----- INFORMATION SUPPLIED -----

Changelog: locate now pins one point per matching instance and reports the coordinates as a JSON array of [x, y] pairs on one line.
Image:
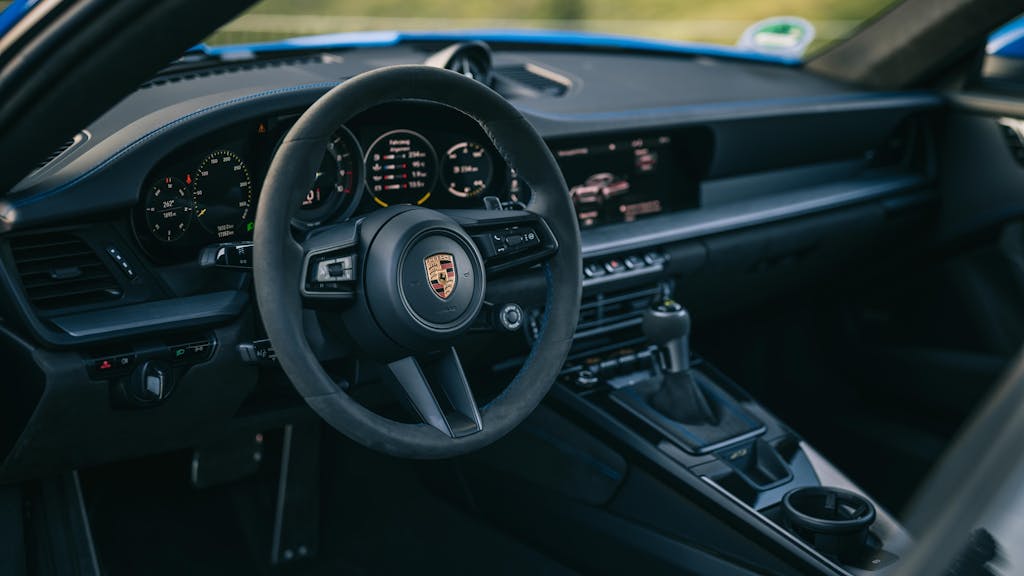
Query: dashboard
[[675, 165], [413, 153], [207, 191]]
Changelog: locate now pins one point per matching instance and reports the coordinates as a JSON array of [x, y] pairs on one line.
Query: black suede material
[[278, 257]]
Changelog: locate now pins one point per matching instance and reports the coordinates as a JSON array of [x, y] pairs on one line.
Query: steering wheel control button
[[331, 273], [236, 254], [510, 317], [510, 241], [336, 270]]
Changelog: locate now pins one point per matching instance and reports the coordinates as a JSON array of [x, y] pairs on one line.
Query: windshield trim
[[547, 37]]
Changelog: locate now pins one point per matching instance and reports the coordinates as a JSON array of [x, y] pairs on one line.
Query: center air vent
[[59, 271], [615, 310]]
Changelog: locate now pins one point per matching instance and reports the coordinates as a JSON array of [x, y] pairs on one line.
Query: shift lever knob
[[667, 324]]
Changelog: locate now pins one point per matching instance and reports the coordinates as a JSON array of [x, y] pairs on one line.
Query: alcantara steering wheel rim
[[386, 249]]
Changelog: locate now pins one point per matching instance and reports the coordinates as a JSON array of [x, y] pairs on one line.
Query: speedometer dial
[[222, 194], [467, 168], [400, 168], [168, 209]]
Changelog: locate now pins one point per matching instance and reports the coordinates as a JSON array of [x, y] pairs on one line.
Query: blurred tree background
[[718, 22]]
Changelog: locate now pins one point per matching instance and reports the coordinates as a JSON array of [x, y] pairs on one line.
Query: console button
[[192, 353], [593, 270], [634, 261], [110, 366], [586, 379], [152, 381]]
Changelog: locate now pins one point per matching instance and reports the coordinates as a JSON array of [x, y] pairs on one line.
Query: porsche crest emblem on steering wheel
[[440, 274]]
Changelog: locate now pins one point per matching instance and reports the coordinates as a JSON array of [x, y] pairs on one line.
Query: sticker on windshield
[[779, 36]]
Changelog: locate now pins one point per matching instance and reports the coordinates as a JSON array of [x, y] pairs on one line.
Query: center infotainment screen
[[620, 180]]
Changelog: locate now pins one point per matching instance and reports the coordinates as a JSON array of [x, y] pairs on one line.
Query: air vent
[[218, 70], [59, 271], [65, 147], [615, 310], [529, 80]]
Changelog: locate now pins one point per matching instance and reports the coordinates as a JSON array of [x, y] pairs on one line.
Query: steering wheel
[[407, 281]]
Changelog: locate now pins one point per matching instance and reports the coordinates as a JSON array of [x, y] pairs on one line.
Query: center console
[[640, 373]]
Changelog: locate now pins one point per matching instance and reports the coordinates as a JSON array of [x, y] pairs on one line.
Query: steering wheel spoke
[[508, 239], [329, 263], [438, 393]]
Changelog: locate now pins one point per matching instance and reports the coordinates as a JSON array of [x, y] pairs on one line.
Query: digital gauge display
[[337, 182], [222, 194], [467, 168], [400, 168]]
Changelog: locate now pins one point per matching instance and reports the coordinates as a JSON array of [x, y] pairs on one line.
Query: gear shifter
[[667, 324]]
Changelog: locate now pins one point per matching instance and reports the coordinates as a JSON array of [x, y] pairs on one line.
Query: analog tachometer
[[168, 209]]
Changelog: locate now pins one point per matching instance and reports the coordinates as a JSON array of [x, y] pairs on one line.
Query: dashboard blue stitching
[[153, 133], [706, 108]]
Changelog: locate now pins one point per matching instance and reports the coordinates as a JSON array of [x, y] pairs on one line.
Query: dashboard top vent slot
[[60, 271], [62, 149], [171, 76], [529, 80]]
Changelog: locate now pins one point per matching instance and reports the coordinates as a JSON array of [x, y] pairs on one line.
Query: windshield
[[715, 22]]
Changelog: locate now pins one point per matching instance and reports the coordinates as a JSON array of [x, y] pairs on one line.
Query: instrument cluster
[[403, 153]]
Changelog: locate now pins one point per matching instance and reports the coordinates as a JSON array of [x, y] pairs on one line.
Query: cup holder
[[836, 522]]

-----

**WORK REQUIRED:**
No images belong in the copy. Transcribe every record exactly.

**ANSWER TO THIS EXERCISE:**
Changelog: locate now pins one point per matching instance and reports the coordinates as a JSON array of [x, y] pairs on one line.
Image:
Query: dashboard
[[675, 165], [413, 153], [207, 191]]
Changelog: locate now pins one point per matching instance and reports the coordinates as a JSON array of [x, y] pairs on one line.
Query: black suede material
[[278, 257]]
Changelog: locate now pins one point per matching instance and reports the coordinates as a JSON array of [x, y] pairs on one line.
Query: steering wheel control button
[[331, 273], [236, 254], [510, 317], [510, 241], [336, 270]]
Changelog: locate now pins one point per matching instance and reports the coordinates as a JSON array of [x, y] pairs on one line.
Query: windshield trim
[[547, 37]]
Changelog: locate now pins one point per matching instance and reports the coordinates as a JSON array of [x, y] pairs on one line.
Query: center air vent
[[59, 271], [615, 310]]
Changelog: locate now pins one point per matching instance and reports the coordinates as a JSON array of [x, y] pairs on one line.
Query: shift lever knob
[[667, 324]]
Changelog: locate now pins one point per matching instance and reports the coordinates as a JSON array of [x, y] pairs on one line.
Query: alcantara steering wheel rim
[[386, 249]]
Changelog: locate now pins one point per matching instance and reports the coordinates as a JSON array of [x, y] pairs on one line.
Query: speedometer dial
[[222, 194], [467, 168], [400, 168], [168, 209]]
Changelog: locate now pins one point per matching instance and reports the coordinates as a JSON array of [x, y] pairs on one line.
Query: blurred tree background
[[718, 22]]
Changelog: locate now pins one point per matching instance and reports the coordinates as a JSON array of [x, y] pairs on one line.
Query: console button
[[192, 353], [593, 270], [634, 261], [110, 366], [586, 379], [152, 381]]
Changelog: locate now pins one point per matching instance and reports the coordinates as a JSON array of [x, y] pairs on one line.
Query: porsche crest emblem on steering wheel
[[440, 274]]
Changelog: locate now pins one point per matching instance and reports the coordinates as a JSON array of [x, y] pairs on one line.
Query: sticker on windshield
[[779, 36]]
Changelog: locate now pins one point per matching instance and reports the coordinates as a JSON array of [x, y] pairs on one line.
Query: center infotainment screen
[[620, 180]]
Changelog: locate now pins one point per matching instance and reports the coordinates as a JSON array of [x, y] pairs on one line.
Query: air vent
[[218, 70], [59, 271], [65, 147], [615, 310], [529, 80]]
Changelog: locate now pins one point per matching instance and reports the coordinates as a JSON array of [x, y] pairs on one line.
Query: steering wheel
[[407, 281]]
Changelog: locate now pins one point per matching instance and reports the coordinates as a JSON array of [x, y] pairs on one line.
Query: center console
[[640, 373]]
Changelog: locate now pins one point per matching instance and reports the coordinates as a JSON array of [x, y] pairs on one line.
Query: steering wheel spoke
[[508, 239], [329, 263], [438, 393]]
Changelog: locate now pins one point per matching instance and reports the coordinates as a JSON array of [x, y] pairs on one line.
Query: digital gauge display
[[337, 182], [222, 194], [467, 168], [400, 168]]
Changelog: locate now pins one point per matching instance and reports the coordinates as a JSON array of [x, y] pairs on one line.
Query: gear shifter
[[667, 324]]
Changelog: locate now pins one point per matching instance and reports the coordinates as a JSON array of [x, y] pairs on one line.
Query: analog tachometer
[[168, 209]]
Changelog: locate now pins one point per matching instance and reports the coordinates as a JSON array of [x, y] pairs on one line.
Query: dashboard blue stitching
[[153, 133], [706, 108]]
Changelog: locate now pins one point per matching instance and reports the coordinates as a JSON array of [x, y] pairs on one line.
Query: dashboard top vent slot
[[60, 271], [62, 149], [171, 76], [529, 80]]
Changelog: locate now pins one point per matching instance and reports the coordinates as a JSON array of [x, y] pairs on one line.
Query: windshield
[[715, 22]]
Changelog: locate now pins one point per matching instance and reports the coordinates as a JSON array of [x, y] pairs on one line.
Query: instrument cluster
[[403, 153]]
Changelog: locate now pins one point per matching instance and reports the coordinates as a JSON array of [x, y] pairs on one line.
Query: cup holder
[[836, 522]]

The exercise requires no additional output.